EXCERPTED PASSAGE

## START

The annual emissions from the plant, as mentioned earlier, are 650 kilotons. However, the limiting factor for use of the CO2 is the availability of slag of the right quality. The approximate ratio of CO2 to slag is 3:7 (R), as gathered from Quaghebeur et al. [61]. Thus, multiplying the tons of slag (Ms) available by the ratio 3/7 yields the mass of CO2 that can be sequestered in the building blocks. Equation (4) yields the mass of building blocks. What cannot be bound up in the slag would then have to be handled using the CCS technique.
Mass of building blocks (Mb) = Mass of slag (Ms) × (1 + R)
The number of trips by road from Lövsta to Avesta (Nr) is determined by dividing the total mass of CO2 that can be trapped in slag every year (Ms × 3/7) by the capacity of the truck being used (say Tcap). The annual truck transport costs are then calculated by multiplying the specific cost per kilometer (Ckm), the distance from source to destination (dr), and the total number of trips made in a year (Nr). It must be pointed out here that only the one-way trip was accounted for here; and not the return trip in which the truck is empty. Equation (5) is used to calculate the GHG emissions in the truck transport stage.

## END

WRITTEN TASK 1
Retype the slag passage between "Mass of building blocks (Mb)" and "truck transport stage.", inclusive.
WRITTEN TASK 2
List each variable symbol that the slag passage introduces in parentheses, along with what it stands for.
WRITTEN TASK 3
According to the slag passage, which part of the truck journey was left out of the transport cost calculation?
The lines that come after the slag passage aren't needed.

RAW DATA
## START

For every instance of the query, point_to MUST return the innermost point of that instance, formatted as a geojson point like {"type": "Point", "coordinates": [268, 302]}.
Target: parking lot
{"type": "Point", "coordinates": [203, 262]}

## END

FULL SOLUTION 1
Mass of building blocks (Mb) = Mass of slag (Ms) × (1 + R)
The number of trips by road from Lövsta to Avesta (Nr) is determined by dividing the total mass of CO2 that can be trapped in slag every year (Ms × 3/7) by the capacity of the truck being used (say Tcap). The annual truck transport costs are then calculated by multiplying the specific cost per kilometer (Ckm), the distance from source to destination (dr), and the total number of trips made in a year (Nr). It must be pointed out here that only the one-way trip was accounted for here; and not the return trip in which the truck is empty. Equation (5) is used to calculate the GHG emissions in the truck transport stage.

FULL SOLUTION 2
R: the approximate ratio of CO2 to slag
Ms: the tons (mass) of slag available
Mb: the mass of building blocks
Nr: the number of trips by road from Lövsta to Avesta
Tcap: the capacity of the truck
Ckm: the specific cost per kilometer
dr: the distance from source to destination

FULL SOLUTION 3
The return trip, when the truck is empty.